> _Document section_:
# How To Glue Tubes



## emtmike (Dec 19, 2006)

Just wondering what is the best product to use for gluing tubes in blanks. I now use CA and am not always happy with it. Sometimes the tubes will spin out when I end mill.


----------



## Firefyter-emt (Dec 19, 2006)

Hee Hee... Oh man, this is gonna be good!!

Personaly, I like the gorilla glue. I am not in a huge hurry to have to turn one the same day so I don't mind letting it dry over night. If I was, I would use the epoxy, but I hate mixing the stuff and looking for some scrap wood I can use as a stir stick. CA? I know it's the favorite, but I always seem to get the CA on my fingers and I do not like the gap filling of it.

I have a wood block turned down with the cap stuck in the center of it. The GA will glue the cap in place and keeping it upside down helps the life span. You can glue A LOT of blanks with a small round bottle of GA.

Now, the fun can begin! Eagle?? [}]


----------



## gerryr (Dec 19, 2006)

My preference is 30 minute epoxy.  I can glue up about 12 tubes before it starts getting too stiff to work with.  I use old yoghurt lids to mix it on and a square ended palette knife to mix it.  If I only have one or two to glue up, I use Sumo glue.  I guess I'm not quick enough for CA because I've had a lot of tubes get stuck before they get all the way in, even with the thickest stuff I could find.

> _Information shown_:
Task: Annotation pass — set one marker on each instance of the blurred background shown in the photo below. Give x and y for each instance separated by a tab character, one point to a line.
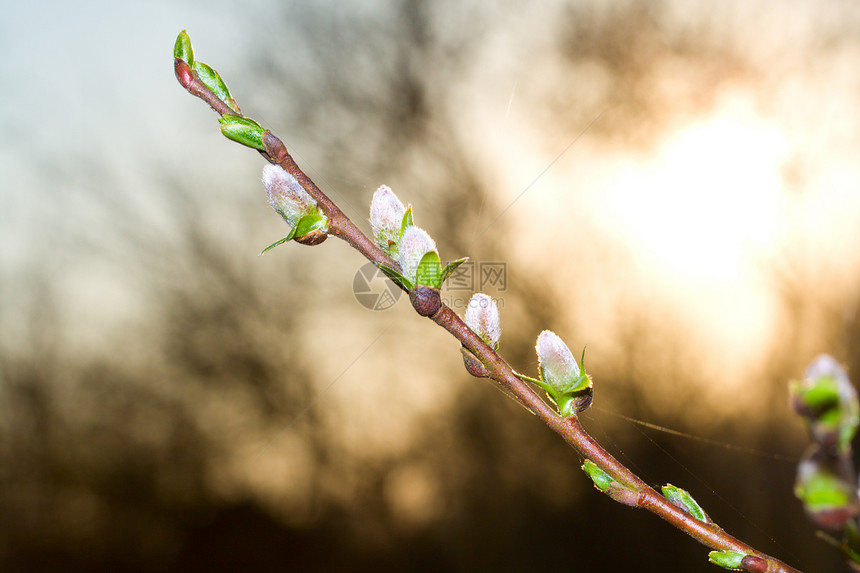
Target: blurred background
674	184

> _Activities_:
1) Decide whether each statement agrees with the thread on gluing tubes, answering yes or no and quoting the words of the thread that settle it. (a) Firefyter-emt prefers epoxy to gorilla glue. (b) gerryr mixes epoxy on old yoghurt lids. (c) emtmike reports that tubes sometimes spin out during end milling.
2) From the thread on gluing tubes, extract word for word the part that opens with the words containing "Just wondering what" and closes with "Firefyter-emt (Dec 19, 2006)".

> _Results of the exercise_:
1)
(a) No: "Personaly, I like the gorilla glue."
(b) Yes: "I use old yoghurt lids to mix it on"
(c) Yes: "Sometimes the tubes will spin out when I end mill."

2)
Just wondering what is the best product to use for gluing tubes in blanks. I now use CA and am not always happy with it. Sometimes the tubes will spin out when I end mill.


----------



## Firefyter-emt (Dec 19, 2006)